*** Opening of Available data ***

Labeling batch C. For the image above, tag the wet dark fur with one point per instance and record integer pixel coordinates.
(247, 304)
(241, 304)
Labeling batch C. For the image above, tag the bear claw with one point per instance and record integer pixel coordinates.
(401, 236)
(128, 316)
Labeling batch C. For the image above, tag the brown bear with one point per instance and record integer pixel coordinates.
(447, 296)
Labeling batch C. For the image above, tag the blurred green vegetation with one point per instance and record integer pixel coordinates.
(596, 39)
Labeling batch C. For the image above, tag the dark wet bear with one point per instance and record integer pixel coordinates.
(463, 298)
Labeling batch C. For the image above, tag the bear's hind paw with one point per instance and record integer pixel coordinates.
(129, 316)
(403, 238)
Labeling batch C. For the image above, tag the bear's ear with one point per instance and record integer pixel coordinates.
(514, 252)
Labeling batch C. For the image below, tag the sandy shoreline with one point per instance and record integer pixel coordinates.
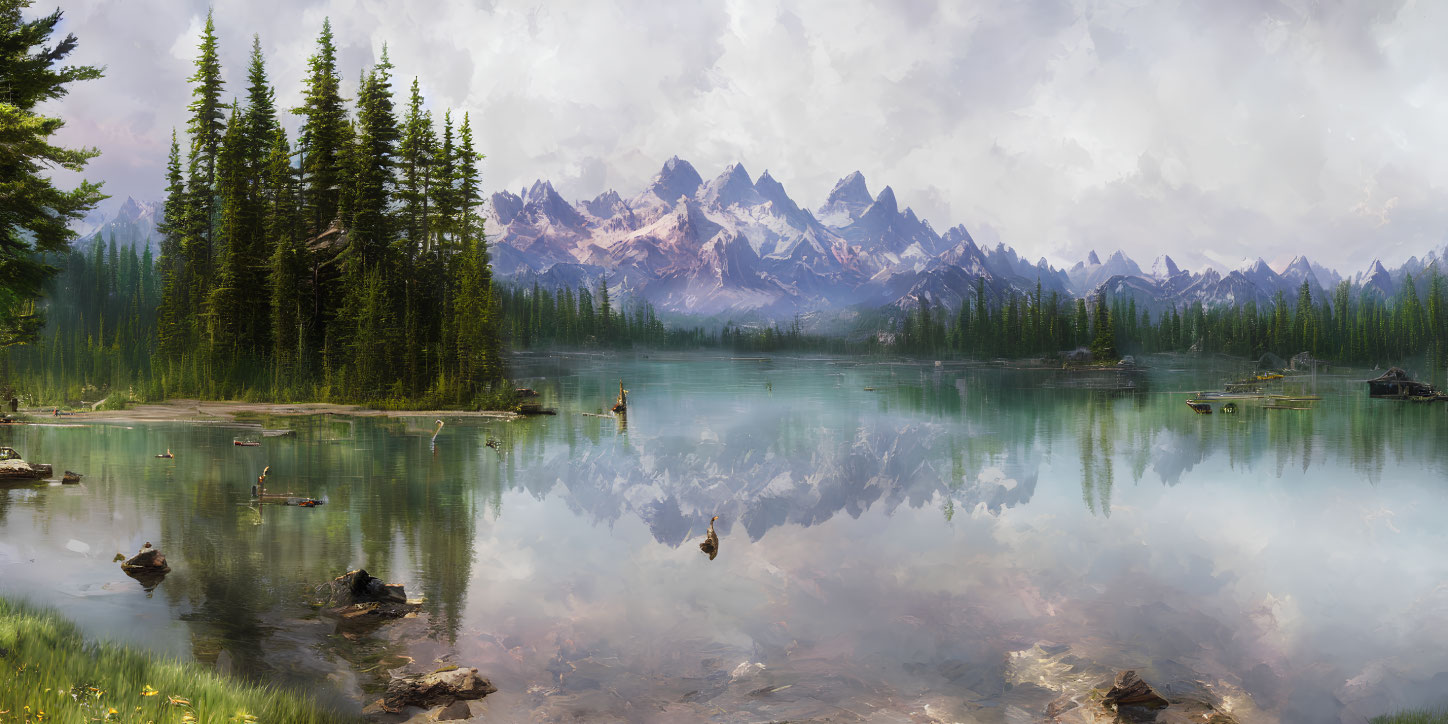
(225, 411)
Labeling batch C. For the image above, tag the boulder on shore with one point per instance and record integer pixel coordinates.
(438, 688)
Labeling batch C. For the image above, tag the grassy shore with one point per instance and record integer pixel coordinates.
(1415, 717)
(48, 672)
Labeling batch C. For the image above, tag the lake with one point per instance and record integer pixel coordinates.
(956, 543)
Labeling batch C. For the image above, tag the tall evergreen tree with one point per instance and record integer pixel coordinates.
(206, 126)
(323, 132)
(35, 213)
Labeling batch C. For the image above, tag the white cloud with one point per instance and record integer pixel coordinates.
(1230, 131)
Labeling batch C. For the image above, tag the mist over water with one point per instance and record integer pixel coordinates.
(936, 546)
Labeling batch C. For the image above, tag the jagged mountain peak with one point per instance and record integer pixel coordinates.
(730, 187)
(850, 188)
(129, 210)
(675, 178)
(886, 199)
(847, 201)
(605, 204)
(1256, 267)
(506, 206)
(1164, 268)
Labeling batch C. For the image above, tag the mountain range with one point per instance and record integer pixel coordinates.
(740, 245)
(737, 245)
(132, 225)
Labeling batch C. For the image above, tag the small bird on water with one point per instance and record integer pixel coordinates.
(711, 540)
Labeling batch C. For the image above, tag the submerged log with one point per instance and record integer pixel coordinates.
(361, 600)
(18, 469)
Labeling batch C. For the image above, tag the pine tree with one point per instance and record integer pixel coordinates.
(1104, 346)
(173, 314)
(323, 133)
(35, 213)
(206, 128)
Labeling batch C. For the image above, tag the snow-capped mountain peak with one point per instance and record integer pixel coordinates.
(730, 187)
(847, 201)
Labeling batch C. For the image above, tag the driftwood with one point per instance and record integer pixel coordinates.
(358, 600)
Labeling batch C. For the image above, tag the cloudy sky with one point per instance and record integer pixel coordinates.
(1208, 131)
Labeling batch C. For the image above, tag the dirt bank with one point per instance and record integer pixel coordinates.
(210, 411)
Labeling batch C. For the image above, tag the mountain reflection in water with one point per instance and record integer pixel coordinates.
(884, 553)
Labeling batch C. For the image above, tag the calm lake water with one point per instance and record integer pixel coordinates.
(954, 545)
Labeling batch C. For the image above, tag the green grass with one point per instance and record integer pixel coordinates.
(1415, 717)
(48, 672)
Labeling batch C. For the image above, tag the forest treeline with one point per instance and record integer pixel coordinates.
(1354, 326)
(102, 326)
(351, 264)
(346, 265)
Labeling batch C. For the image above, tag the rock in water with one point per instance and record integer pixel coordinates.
(359, 600)
(148, 559)
(356, 587)
(456, 710)
(1131, 691)
(436, 688)
(148, 568)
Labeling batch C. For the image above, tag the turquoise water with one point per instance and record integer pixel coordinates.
(885, 553)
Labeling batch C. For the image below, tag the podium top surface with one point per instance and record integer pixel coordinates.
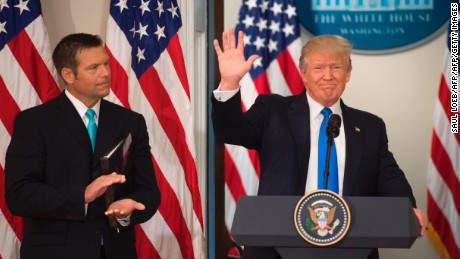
(375, 222)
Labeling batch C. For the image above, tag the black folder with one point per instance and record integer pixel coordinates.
(115, 160)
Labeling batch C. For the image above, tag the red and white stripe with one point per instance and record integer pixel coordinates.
(444, 174)
(162, 95)
(27, 78)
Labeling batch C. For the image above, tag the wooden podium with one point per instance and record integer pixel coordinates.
(376, 222)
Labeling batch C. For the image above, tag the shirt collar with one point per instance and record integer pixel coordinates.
(81, 108)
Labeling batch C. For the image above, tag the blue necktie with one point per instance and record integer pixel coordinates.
(92, 127)
(333, 180)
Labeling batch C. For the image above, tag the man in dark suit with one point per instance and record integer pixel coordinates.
(285, 130)
(53, 174)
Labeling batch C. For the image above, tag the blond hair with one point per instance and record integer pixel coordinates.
(326, 44)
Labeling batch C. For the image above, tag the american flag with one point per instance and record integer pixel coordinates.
(149, 76)
(27, 78)
(444, 170)
(270, 30)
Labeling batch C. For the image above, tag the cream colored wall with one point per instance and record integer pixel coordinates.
(400, 88)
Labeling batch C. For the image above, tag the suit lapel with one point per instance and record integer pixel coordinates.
(69, 116)
(106, 132)
(354, 149)
(299, 120)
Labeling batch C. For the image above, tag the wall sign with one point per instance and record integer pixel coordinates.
(376, 26)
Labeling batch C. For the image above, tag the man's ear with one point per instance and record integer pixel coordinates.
(67, 75)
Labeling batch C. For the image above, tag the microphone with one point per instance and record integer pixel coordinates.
(332, 131)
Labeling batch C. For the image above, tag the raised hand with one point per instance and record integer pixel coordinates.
(123, 208)
(232, 63)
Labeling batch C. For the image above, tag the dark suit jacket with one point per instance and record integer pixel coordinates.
(49, 163)
(279, 129)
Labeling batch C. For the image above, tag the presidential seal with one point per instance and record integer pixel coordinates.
(322, 218)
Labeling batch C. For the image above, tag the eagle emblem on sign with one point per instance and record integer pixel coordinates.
(323, 218)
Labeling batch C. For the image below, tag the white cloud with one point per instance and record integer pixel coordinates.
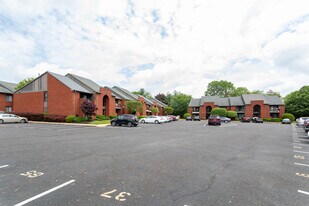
(259, 44)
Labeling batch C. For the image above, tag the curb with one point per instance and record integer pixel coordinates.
(68, 124)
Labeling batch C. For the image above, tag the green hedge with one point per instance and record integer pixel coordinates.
(102, 117)
(288, 116)
(272, 119)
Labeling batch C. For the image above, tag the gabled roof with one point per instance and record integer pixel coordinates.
(87, 83)
(70, 83)
(194, 103)
(236, 101)
(254, 97)
(274, 100)
(125, 93)
(7, 87)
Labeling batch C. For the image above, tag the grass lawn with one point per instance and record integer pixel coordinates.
(100, 122)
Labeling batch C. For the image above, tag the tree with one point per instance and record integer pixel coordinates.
(134, 106)
(273, 93)
(220, 88)
(143, 93)
(24, 83)
(180, 102)
(154, 110)
(168, 110)
(161, 98)
(219, 111)
(88, 108)
(240, 91)
(297, 102)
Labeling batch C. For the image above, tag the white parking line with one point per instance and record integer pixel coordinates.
(44, 193)
(301, 152)
(301, 164)
(304, 192)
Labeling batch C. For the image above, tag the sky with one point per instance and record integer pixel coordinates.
(159, 45)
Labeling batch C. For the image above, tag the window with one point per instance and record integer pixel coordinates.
(8, 109)
(9, 98)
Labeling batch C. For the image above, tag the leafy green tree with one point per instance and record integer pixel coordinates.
(161, 98)
(220, 88)
(24, 82)
(168, 110)
(134, 106)
(297, 102)
(240, 91)
(144, 93)
(219, 111)
(288, 116)
(231, 114)
(180, 102)
(154, 110)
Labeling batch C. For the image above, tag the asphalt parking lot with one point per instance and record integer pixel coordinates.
(180, 163)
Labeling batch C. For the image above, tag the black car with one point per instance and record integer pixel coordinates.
(126, 119)
(257, 120)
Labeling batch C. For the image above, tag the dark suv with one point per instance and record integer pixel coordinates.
(126, 119)
(214, 120)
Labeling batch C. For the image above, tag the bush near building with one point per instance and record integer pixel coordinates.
(288, 116)
(219, 111)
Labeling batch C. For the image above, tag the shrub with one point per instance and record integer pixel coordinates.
(219, 111)
(112, 116)
(102, 117)
(186, 115)
(79, 119)
(232, 114)
(272, 119)
(289, 116)
(70, 118)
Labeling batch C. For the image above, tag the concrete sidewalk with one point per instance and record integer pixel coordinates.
(68, 124)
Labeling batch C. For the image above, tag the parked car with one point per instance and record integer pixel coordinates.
(196, 118)
(286, 121)
(174, 118)
(300, 121)
(225, 119)
(126, 119)
(152, 119)
(214, 120)
(245, 119)
(257, 120)
(12, 118)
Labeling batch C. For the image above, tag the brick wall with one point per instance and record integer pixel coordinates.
(32, 102)
(3, 103)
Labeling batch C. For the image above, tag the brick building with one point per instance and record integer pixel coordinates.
(249, 105)
(62, 95)
(6, 96)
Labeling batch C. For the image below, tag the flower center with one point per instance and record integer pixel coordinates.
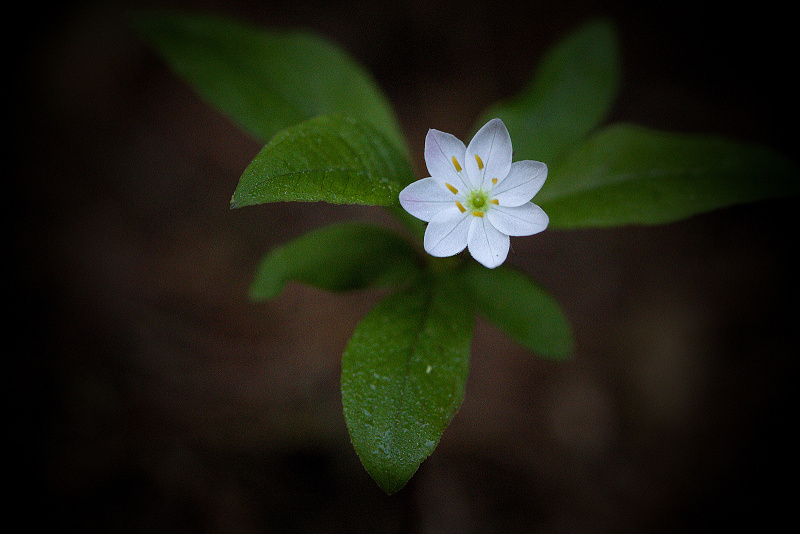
(477, 201)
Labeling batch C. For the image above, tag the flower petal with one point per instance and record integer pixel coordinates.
(446, 234)
(527, 219)
(524, 180)
(486, 244)
(492, 144)
(440, 149)
(425, 198)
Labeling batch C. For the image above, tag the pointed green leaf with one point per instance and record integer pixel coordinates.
(266, 80)
(521, 308)
(332, 159)
(570, 94)
(628, 174)
(338, 257)
(403, 377)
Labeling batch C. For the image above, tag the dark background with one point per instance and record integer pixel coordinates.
(148, 393)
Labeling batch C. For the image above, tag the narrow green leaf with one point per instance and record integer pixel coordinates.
(332, 159)
(628, 174)
(569, 95)
(403, 378)
(338, 257)
(266, 80)
(522, 309)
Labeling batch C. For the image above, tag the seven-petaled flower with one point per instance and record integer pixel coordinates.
(475, 197)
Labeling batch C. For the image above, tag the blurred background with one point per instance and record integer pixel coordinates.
(149, 395)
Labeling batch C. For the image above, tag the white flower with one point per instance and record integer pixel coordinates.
(475, 197)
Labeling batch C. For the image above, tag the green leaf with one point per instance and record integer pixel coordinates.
(570, 94)
(522, 309)
(266, 80)
(628, 174)
(333, 159)
(403, 378)
(338, 257)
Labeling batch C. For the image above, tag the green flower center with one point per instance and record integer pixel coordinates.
(477, 200)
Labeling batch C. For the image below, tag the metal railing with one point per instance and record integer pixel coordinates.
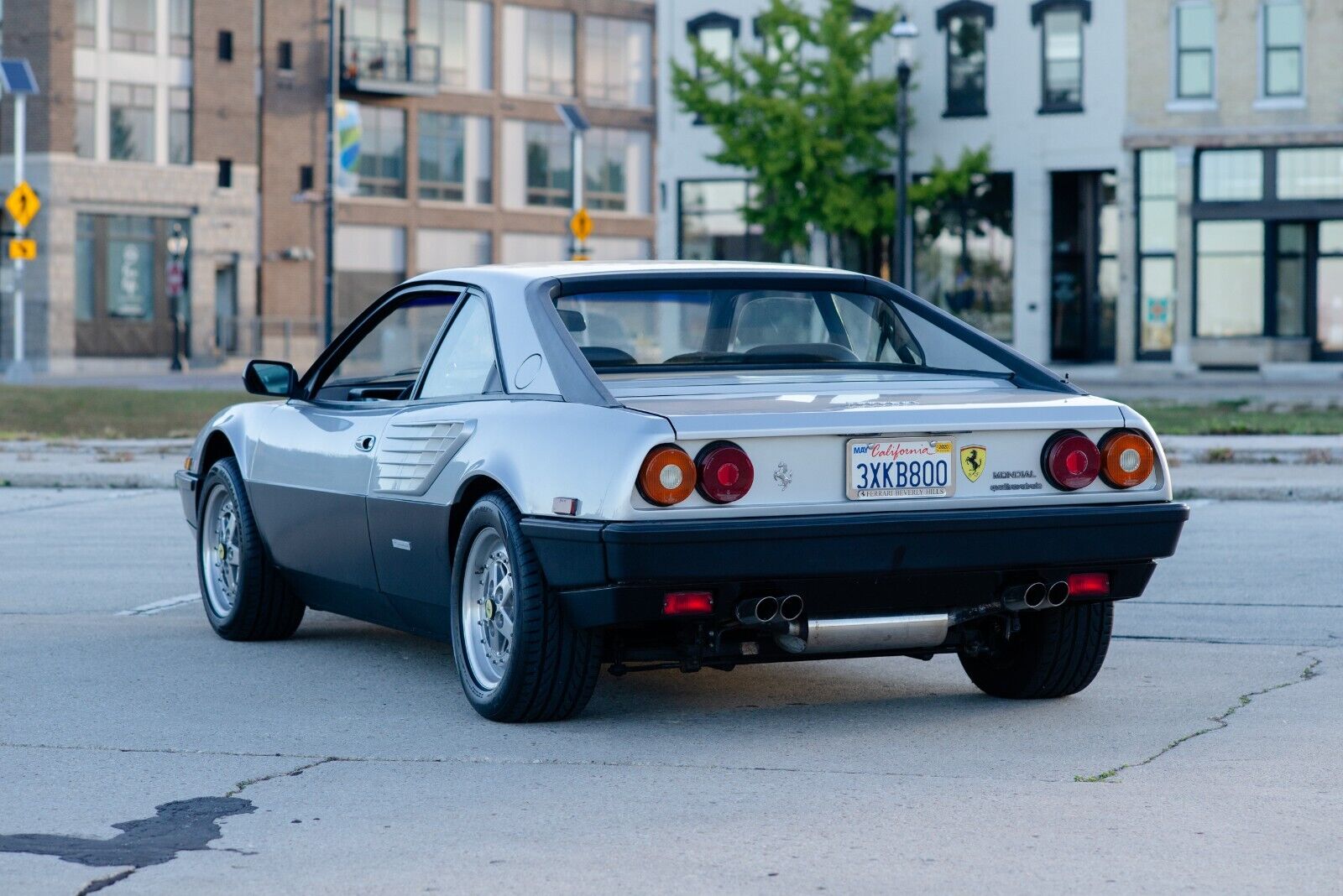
(389, 66)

*** Close of Available data ***

Your answer must be exactly the lines from the one with "the blurred background" through the last line of the entries, both included, with no pictures; please add nothing else.

Labeling batch C. For the image above, tag the blurred background with one point per instance and record integer pixel coordinates.
(149, 395)
Labeling batch C. For the image above, tag the white flower with one point per instance and record integer pixel coordinates.
(475, 197)
Labeling batch C. For the image above, tag the green leaf with one point per instance and record integer pixel coordinates.
(570, 94)
(522, 309)
(266, 80)
(628, 174)
(333, 159)
(403, 378)
(338, 257)
Labeling batch C. For the image above, tag the green flower center with one point per instance and record integer pixel coordinates.
(477, 200)
Labeling batch C. For the image below, tag the metal railing with one point per instance and record integer pixel coordinates.
(389, 66)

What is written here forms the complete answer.